Copy every line of the items below, requests included, and multiply each point coordinate in the answers by 1.55, rounding to whole numbers with halves going up.
--
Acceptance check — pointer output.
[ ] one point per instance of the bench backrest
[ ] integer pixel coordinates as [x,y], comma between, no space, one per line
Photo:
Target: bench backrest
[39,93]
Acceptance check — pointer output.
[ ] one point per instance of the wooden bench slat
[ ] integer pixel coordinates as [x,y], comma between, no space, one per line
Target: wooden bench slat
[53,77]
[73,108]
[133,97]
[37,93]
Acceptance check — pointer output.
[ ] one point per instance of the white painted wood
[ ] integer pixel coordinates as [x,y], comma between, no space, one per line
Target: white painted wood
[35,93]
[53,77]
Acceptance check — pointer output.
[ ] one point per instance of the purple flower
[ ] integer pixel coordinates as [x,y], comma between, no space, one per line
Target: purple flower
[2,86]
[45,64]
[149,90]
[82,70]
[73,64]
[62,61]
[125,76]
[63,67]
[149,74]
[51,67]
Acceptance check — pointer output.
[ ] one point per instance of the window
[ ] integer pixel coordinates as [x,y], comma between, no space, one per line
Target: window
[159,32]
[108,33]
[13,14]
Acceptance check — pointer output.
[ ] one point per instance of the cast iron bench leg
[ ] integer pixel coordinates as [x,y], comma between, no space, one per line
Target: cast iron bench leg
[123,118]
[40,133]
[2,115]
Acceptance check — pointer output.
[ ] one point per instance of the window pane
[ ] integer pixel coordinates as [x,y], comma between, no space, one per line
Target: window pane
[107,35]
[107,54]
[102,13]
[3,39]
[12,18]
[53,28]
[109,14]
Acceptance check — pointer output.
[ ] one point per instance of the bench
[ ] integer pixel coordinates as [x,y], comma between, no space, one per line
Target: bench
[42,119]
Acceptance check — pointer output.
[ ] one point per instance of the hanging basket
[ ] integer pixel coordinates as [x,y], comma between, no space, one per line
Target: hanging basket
--
■ RESPONSE TO THIS TASK ■
Acceptance check — pointer output.
[ ] one point per instance of the bench backrest
[ ] integer pixel coordinates as [x,y], comma between, no space, one per line
Photo:
Target: bench backrest
[60,144]
Acceptance check — pointer output.
[ ] one point per instance of the wooden bench slat
[ ] integer pixel coordinates as [x,y], comma between, no space, one per line
Target: wooden bench slat
[82,119]
[113,167]
[206,150]
[57,144]
Acceptance check — pointer output.
[ ] one point per instance of the white painted wood
[ ] integer pixel coordinates as [x,y], comma between, no space, one per line
Target: white painted wood
[54,144]
[82,119]
Acceptance check — pointer output.
[ ] one point per instance of the purple flower
[ ] integer pixel coordinates as [x,y], comma between, no space, one per line
Target: purple flower
[3,133]
[70,99]
[231,140]
[127,109]
[113,99]
[96,95]
[194,118]
[98,104]
[231,115]
[79,104]
Acceptance check — pointer output.
[ ] one point per instance of the window
[ ] integer pixel coordinates as [x,y], comma between, no space, one per line
Target: window
[246,50]
[167,51]
[20,22]
Acceptance check — pointer output.
[ ] one point per instance of the cast iron bench leg
[ ] integer pixel coordinates as [x,y], comma between, no space, one per line
Target: cast iron bench leg
[191,183]
[62,206]
[3,178]
Acceptance check — pointer output.
[ ] one point per instance of the window pane
[ ] integer pixel coordinates as [x,y], comma between, no space, one per line
Target: window pane
[166,54]
[166,84]
[158,20]
[5,60]
[19,28]
[82,43]
[169,22]
Acceptance check — pointer output.
[ ] one point per instance of the bench
[ ] integer pixel coordinates as [x,y], comma between, no space, one per line
Target: bench
[65,184]
Acceptance check — pointer output.
[ ] one point per instance of the hanging basket
[ ] integer pixel coordinates as [x,y], comma between, no space, one per line
Target: hanging basket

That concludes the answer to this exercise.